> **Brano di lettura**
◇ ◇ ◇ ◇ ◇

TOdays Festival 2018 - Gianluca Gozzi, direttore artistico TOdays Festival 2018 – Gianluca Gozzi, direttore artistico
Il festival TOdays di Torino giunge quest’anno alla sua quarta edizione (24/25/26 Agosto 2018), che ospiterà tra gli altri Simon Scott, Editors, Echo & the Bunnymen, My Bloody Valentine, Ariel Pink, Mouse on Mars, The War on Drugs e moltissimi altri artisti. Un evento a 360°, unico nel suo genere in Italia, che comprende anche percorsi culturali e laboratori interattivi per gli amanti dell’arte e delle nuove tecnologie. Un taglio particolare e ambizioso che non ha nulla da invidiare alle manifestazioni musicali e culturali d’oltralpe, ideato dalla mente brillante dello storico direttore artistico Gianluca Gozzi. L’abbiamo intervistato per Distorsioni webmagazine.
L'INTERVISTA
Ambra Cavallaro (Distorsioni) - Il tuo curriculum è molto eclettico. Leggo che sei laureato in ingegneria aerospaziale e che per un periodo hai lavorato come docente di Fisica. Poi compare invece un lungo elenco di esperienze legate al mondo della cultura e della musica, che sfociano nell’attuale festival TOdays. Vuoi parlarci di questa evoluzione, di come ti sei inserito in questo contesto e di cosa ti ha spinto a portare avanti questa vocazione?

◇ ◇ ◇ ◇ ◇

[Record del dataset di puntamento]
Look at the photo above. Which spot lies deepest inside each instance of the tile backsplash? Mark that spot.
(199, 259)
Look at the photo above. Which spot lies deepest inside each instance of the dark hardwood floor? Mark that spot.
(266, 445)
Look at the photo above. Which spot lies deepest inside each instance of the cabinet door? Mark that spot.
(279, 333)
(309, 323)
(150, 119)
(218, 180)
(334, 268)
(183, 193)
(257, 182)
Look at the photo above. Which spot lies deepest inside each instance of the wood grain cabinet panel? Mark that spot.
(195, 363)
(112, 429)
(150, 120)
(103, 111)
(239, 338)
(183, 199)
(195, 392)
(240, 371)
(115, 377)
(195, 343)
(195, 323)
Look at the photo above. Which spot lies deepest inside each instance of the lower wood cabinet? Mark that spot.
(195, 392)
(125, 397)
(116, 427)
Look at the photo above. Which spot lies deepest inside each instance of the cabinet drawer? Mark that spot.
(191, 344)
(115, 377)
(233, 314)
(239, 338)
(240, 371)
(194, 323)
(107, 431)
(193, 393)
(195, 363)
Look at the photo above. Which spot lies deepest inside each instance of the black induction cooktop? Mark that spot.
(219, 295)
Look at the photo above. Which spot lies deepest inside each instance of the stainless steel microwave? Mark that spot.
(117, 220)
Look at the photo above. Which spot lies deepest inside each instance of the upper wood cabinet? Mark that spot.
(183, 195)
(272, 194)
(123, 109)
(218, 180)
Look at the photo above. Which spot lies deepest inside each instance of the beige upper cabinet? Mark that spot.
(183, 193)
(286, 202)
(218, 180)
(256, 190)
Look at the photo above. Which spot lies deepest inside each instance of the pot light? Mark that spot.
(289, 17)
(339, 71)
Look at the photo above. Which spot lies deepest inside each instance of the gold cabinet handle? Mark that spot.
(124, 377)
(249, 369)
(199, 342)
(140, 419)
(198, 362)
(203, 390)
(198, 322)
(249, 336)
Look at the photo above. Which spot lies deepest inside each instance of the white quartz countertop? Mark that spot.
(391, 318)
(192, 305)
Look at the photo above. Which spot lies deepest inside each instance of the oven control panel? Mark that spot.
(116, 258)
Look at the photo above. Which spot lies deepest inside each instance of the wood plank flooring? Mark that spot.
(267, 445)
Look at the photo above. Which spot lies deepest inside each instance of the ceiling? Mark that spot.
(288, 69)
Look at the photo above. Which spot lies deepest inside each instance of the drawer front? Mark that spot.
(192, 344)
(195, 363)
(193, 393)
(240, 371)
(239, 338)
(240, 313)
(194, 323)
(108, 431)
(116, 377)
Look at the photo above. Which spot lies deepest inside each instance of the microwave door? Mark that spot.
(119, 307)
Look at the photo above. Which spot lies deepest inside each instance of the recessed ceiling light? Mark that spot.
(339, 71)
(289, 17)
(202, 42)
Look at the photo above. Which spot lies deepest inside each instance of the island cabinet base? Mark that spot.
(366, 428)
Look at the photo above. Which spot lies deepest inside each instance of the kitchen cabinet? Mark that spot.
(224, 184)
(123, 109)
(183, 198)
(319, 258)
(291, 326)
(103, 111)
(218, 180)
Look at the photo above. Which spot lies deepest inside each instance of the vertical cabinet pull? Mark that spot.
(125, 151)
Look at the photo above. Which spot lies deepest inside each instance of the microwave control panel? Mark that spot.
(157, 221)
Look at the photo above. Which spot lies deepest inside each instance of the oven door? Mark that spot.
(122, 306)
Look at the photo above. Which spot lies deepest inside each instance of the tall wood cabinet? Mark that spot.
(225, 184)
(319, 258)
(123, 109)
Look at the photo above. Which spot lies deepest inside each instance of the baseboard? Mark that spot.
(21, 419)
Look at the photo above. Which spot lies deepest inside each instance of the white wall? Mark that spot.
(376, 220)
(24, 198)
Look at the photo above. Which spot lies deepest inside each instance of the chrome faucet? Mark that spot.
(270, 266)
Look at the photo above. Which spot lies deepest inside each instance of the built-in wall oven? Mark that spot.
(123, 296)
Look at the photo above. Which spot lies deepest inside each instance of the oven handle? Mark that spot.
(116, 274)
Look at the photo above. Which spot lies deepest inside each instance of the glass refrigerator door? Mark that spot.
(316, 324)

◇ ◇ ◇ ◇ ◇

> **Da fare**
a - Secondo il brano di lettura, in quali giorni si svolge la quarta edizione del festival TOdays?
b - Individua nei record tutte le righe che contengono la parola "ceiling" e copiale.

> **Risposte svolte**
a - Il 24, 25 e 26 agosto 2018.

b -
Look at the photo above. Which spot lies deepest inside each instance of the ceiling? Mark that spot.
Look at the photo above. Which spot lies deepest inside each instance of the recessed ceiling light? Mark that spot.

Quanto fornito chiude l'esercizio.